WRITTEN TASK: The records underneath are to be repeated exactly, with the pictures left out.

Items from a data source
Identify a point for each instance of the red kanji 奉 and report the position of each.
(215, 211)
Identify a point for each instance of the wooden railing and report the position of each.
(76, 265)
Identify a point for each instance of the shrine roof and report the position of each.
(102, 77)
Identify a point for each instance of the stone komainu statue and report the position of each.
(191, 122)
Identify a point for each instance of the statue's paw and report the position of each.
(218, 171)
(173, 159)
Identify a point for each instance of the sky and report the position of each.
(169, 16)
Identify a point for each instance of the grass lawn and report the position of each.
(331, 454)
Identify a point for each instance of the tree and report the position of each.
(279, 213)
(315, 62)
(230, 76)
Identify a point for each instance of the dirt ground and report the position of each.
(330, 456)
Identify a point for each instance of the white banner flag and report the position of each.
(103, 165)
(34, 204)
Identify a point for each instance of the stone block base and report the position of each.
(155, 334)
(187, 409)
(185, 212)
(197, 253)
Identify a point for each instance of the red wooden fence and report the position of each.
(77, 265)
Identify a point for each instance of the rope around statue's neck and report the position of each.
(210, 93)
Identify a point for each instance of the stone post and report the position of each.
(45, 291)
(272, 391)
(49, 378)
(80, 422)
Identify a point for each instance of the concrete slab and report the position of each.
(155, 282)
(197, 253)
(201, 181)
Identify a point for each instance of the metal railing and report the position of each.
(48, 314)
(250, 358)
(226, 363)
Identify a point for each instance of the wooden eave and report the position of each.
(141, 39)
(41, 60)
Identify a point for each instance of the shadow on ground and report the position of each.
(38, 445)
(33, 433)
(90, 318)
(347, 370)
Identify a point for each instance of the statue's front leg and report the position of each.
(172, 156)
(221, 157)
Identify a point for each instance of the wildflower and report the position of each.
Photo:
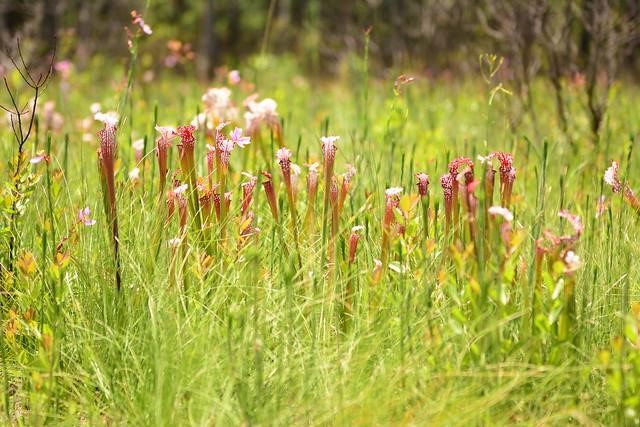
(284, 159)
(423, 183)
(224, 149)
(267, 184)
(611, 177)
(205, 199)
(601, 206)
(247, 192)
(134, 174)
(106, 162)
(138, 149)
(329, 149)
(500, 211)
(84, 216)
(41, 156)
(353, 242)
(376, 275)
(312, 191)
(574, 220)
(447, 183)
(295, 174)
(227, 200)
(237, 138)
(175, 242)
(393, 192)
(233, 77)
(163, 143)
(346, 185)
(109, 119)
(507, 176)
(392, 200)
(136, 19)
(466, 163)
(571, 261)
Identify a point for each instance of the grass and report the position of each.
(256, 338)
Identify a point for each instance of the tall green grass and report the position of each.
(256, 339)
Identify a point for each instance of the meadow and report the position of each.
(311, 274)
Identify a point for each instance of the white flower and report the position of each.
(110, 119)
(611, 177)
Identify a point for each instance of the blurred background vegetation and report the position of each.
(441, 36)
(562, 43)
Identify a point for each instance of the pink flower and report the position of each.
(507, 171)
(237, 138)
(186, 135)
(423, 183)
(110, 119)
(353, 242)
(611, 177)
(467, 164)
(270, 193)
(601, 206)
(39, 157)
(163, 143)
(571, 262)
(136, 19)
(225, 147)
(234, 77)
(446, 181)
(393, 192)
(284, 159)
(500, 211)
(247, 192)
(84, 216)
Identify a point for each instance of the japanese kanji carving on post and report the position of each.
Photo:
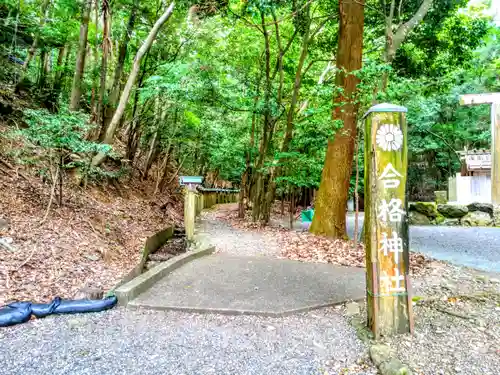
(386, 224)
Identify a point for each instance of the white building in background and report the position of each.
(473, 183)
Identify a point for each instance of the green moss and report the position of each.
(428, 209)
(439, 219)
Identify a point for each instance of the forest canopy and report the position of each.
(242, 90)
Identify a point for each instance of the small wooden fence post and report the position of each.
(386, 221)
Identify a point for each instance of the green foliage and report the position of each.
(62, 132)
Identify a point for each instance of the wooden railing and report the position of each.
(203, 198)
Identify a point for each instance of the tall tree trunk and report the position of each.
(34, 46)
(168, 153)
(244, 188)
(330, 214)
(43, 69)
(115, 121)
(276, 169)
(66, 67)
(264, 144)
(95, 81)
(161, 113)
(76, 90)
(110, 106)
(58, 80)
(106, 45)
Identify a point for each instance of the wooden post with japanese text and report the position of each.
(386, 222)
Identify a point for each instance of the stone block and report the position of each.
(496, 215)
(452, 211)
(477, 219)
(428, 209)
(481, 207)
(416, 218)
(441, 197)
(451, 222)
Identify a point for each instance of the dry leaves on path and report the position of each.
(307, 247)
(93, 240)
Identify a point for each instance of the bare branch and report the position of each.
(407, 27)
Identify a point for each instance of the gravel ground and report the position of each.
(146, 342)
(123, 341)
(237, 242)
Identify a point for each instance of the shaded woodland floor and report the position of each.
(92, 240)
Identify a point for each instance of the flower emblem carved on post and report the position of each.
(386, 222)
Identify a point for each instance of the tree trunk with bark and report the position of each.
(76, 90)
(110, 133)
(394, 39)
(110, 107)
(95, 81)
(330, 211)
(34, 46)
(106, 46)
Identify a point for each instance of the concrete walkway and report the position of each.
(231, 284)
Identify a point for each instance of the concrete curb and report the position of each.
(130, 290)
(201, 310)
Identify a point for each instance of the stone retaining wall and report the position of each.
(472, 215)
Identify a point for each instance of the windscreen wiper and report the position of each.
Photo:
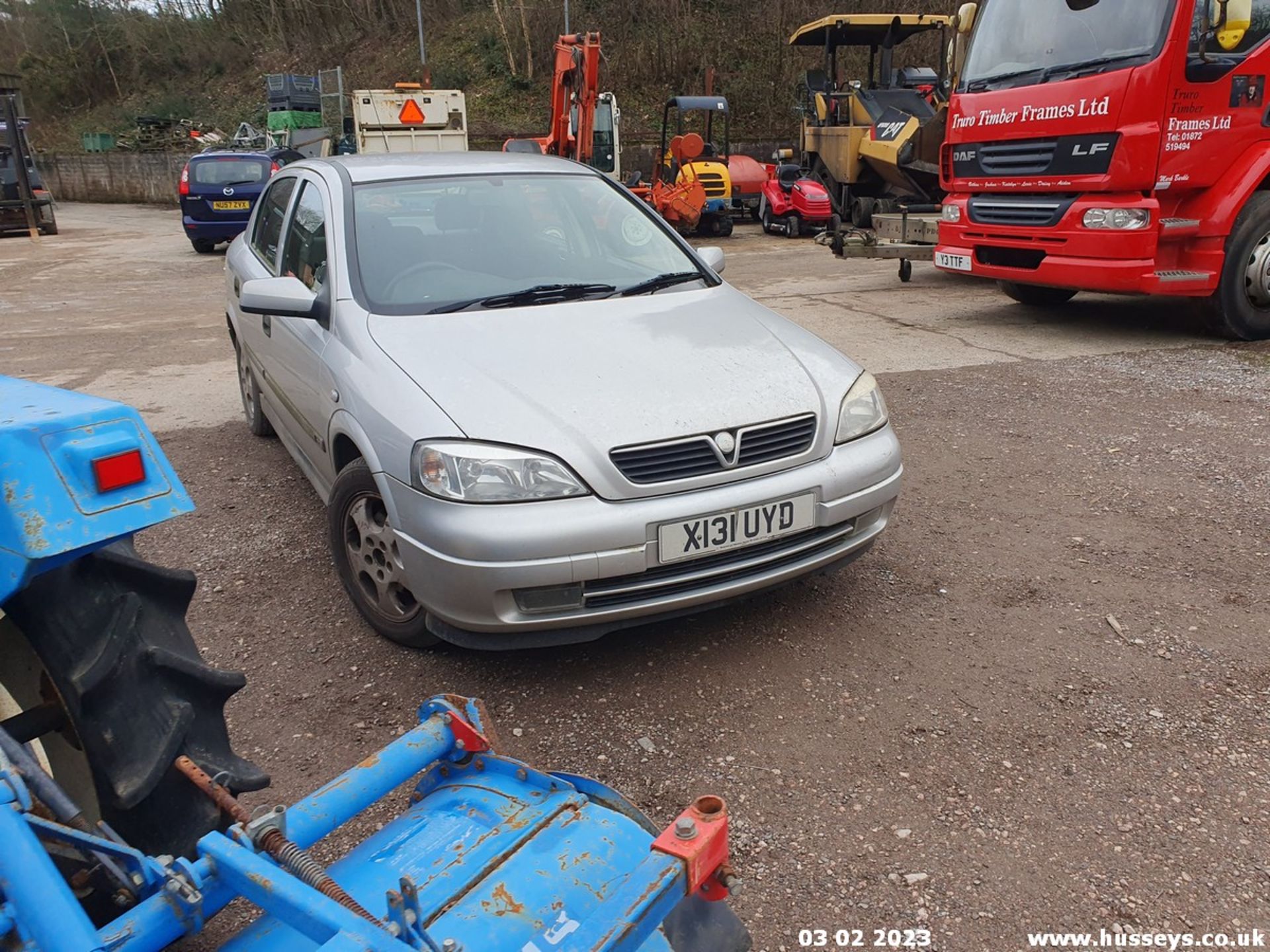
(662, 281)
(987, 81)
(1078, 69)
(538, 295)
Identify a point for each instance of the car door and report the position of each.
(257, 257)
(299, 379)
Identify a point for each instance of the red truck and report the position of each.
(1114, 146)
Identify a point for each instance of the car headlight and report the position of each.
(1118, 219)
(863, 411)
(479, 473)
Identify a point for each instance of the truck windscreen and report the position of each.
(1028, 42)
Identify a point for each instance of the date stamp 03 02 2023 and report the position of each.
(864, 938)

COMPLETE RESPONSE:
Identify a point for each instance of the red kanji 奉 and report the position of each.
(215, 211)
Identify a point for each instance of the wooden railing and report the position of each.
(76, 265)
Identify a point for each instance of the shrine roof and report the position of each.
(102, 77)
Identify a point for each instance of the stone komainu statue and report the position of each.
(191, 122)
Identify a point for each instance of the statue's paw and report the position of each.
(218, 171)
(173, 159)
Identify a point for each instance of the sky and report the position of each.
(169, 16)
Identify a point for each instance of the grass lawn and report the position of each.
(331, 454)
Identify a point for each instance of the tree and report the position of each.
(279, 213)
(315, 62)
(230, 76)
Identify a point for each instance of the dirt ground and report the position of each.
(330, 456)
Identify a point for each instance of the white banner flag and report the position of each.
(103, 165)
(34, 204)
Identify a point for each instance of the stone block base and report the position of each.
(155, 334)
(187, 409)
(185, 212)
(197, 253)
Identify a point for each instance of the red wooden fence and report the position of each.
(77, 265)
Identify a point for each instance of the rope around statue's neck and report the position of each.
(210, 93)
Identify a point for each instance of the stone post and report the position of each.
(45, 291)
(272, 391)
(49, 378)
(80, 422)
Identify a point for each instance of the concrete slab and report the position of each.
(155, 282)
(197, 253)
(201, 181)
Identify a point for each instance of the metal railing and report the position of each.
(48, 314)
(250, 358)
(226, 363)
Identify a point for each instance of the wooden eave and report the position of each.
(141, 39)
(41, 60)
Identify a point for each instance of the shadow on ground and report the position of each.
(38, 445)
(33, 433)
(90, 318)
(347, 370)
Identify a point for each instance of the statue's front leg and report the position of each.
(172, 156)
(221, 157)
Identify a point for each instance of the wildflower and report the position of each.
Photo:
(284, 159)
(423, 183)
(224, 149)
(267, 184)
(611, 177)
(205, 199)
(601, 206)
(247, 192)
(134, 174)
(106, 162)
(138, 149)
(329, 149)
(500, 211)
(84, 216)
(41, 156)
(353, 242)
(376, 275)
(312, 191)
(574, 220)
(447, 183)
(295, 174)
(227, 200)
(237, 138)
(175, 242)
(393, 192)
(233, 77)
(163, 143)
(346, 185)
(109, 119)
(507, 176)
(392, 200)
(136, 19)
(466, 163)
(571, 261)
Identify a point for each instance of the grass and report the position of each.
(256, 338)
Identify a point for each instance of the tall green grass and report the position of each.
(256, 339)
Identify a point for each instance of the meadow and report the position of each.
(311, 274)
Identify a point for each instance of the white flower and report the position of each.
(110, 119)
(611, 177)
Identify a point for each instance of the blurred background vegetation and report the position of each.
(441, 36)
(562, 43)
Identify a point for each instance of the pink flower and report the position of each.
(507, 171)
(237, 138)
(186, 135)
(423, 183)
(110, 119)
(353, 242)
(611, 177)
(467, 164)
(270, 193)
(601, 206)
(39, 157)
(163, 143)
(571, 262)
(136, 19)
(225, 147)
(234, 77)
(446, 181)
(393, 192)
(284, 159)
(500, 211)
(247, 192)
(84, 216)
Identify a point for each instance of the japanese kanji carving on post and report the position of each.
Photo:
(386, 224)
Identify a point for each instance of the white building in background and report the position of each.
(473, 183)
Identify a point for each instance of the green moss and report the position of each.
(428, 209)
(439, 219)
Identify a point for each instance of the forest canopy and report the position of each.
(242, 90)
Identify a point for each instance of the small wooden fence post and report the position of each.
(386, 221)
Identify a point for each instance of the green foliage and report the position of each.
(62, 132)
Identify a point for each instance of the wooden railing and report the position of each.
(203, 198)
Identify a point for each instance of the tall tree trunk and report the position of each.
(34, 46)
(168, 153)
(244, 188)
(330, 214)
(43, 69)
(115, 121)
(276, 169)
(66, 67)
(264, 144)
(95, 81)
(161, 113)
(76, 90)
(110, 106)
(58, 80)
(106, 45)
Identify a point for each instance of the wooden post with japanese text and report the position of each.
(386, 222)
Identify a point for each instance of the stone block and report the position of each.
(496, 215)
(452, 211)
(477, 219)
(428, 209)
(481, 207)
(416, 218)
(441, 197)
(451, 222)
Identify a point for each instance of the dry leaves on path and report the position of each.
(307, 247)
(93, 240)
Identify a point for each instance of the bare branch and report the position of each.
(407, 27)
Identify a point for each instance of the gravel ground and report the position of each.
(146, 342)
(123, 341)
(237, 242)
Identify a point for each instance of the shaded woodland floor and report the position of each.
(92, 240)
Identify a point for each instance of the flower emblem carved on post and report the position of each.
(386, 222)
Identify a point for each instance of the tree trunk with bark and report the position of each.
(76, 90)
(110, 133)
(394, 39)
(110, 107)
(95, 81)
(330, 211)
(34, 46)
(106, 46)
Identify a point for each instance of the concrete walkway and report the position of each.
(231, 284)
Identify a point for each instance of the concrete curb and report the position of each.
(130, 290)
(201, 310)
Identify a point for each instance of the stone retaining wall and report the position of each.
(472, 215)
Identify a point for each instance of the windscreen wiper and report the position of each.
Photo:
(662, 281)
(987, 81)
(1078, 69)
(538, 295)
Identify a point for each instance of the car door and report the position of each.
(257, 257)
(299, 379)
Identify a point for each instance of the red truck and report the position of each.
(1114, 146)
Identify a point for each instance of the car headlight and report the position of each.
(1118, 219)
(863, 411)
(479, 473)
Identify a point for each instance of the truck windscreen and report the position of each.
(1028, 42)
Identify a point for each instance of the date stamp 03 02 2023 and report the position of each.
(864, 938)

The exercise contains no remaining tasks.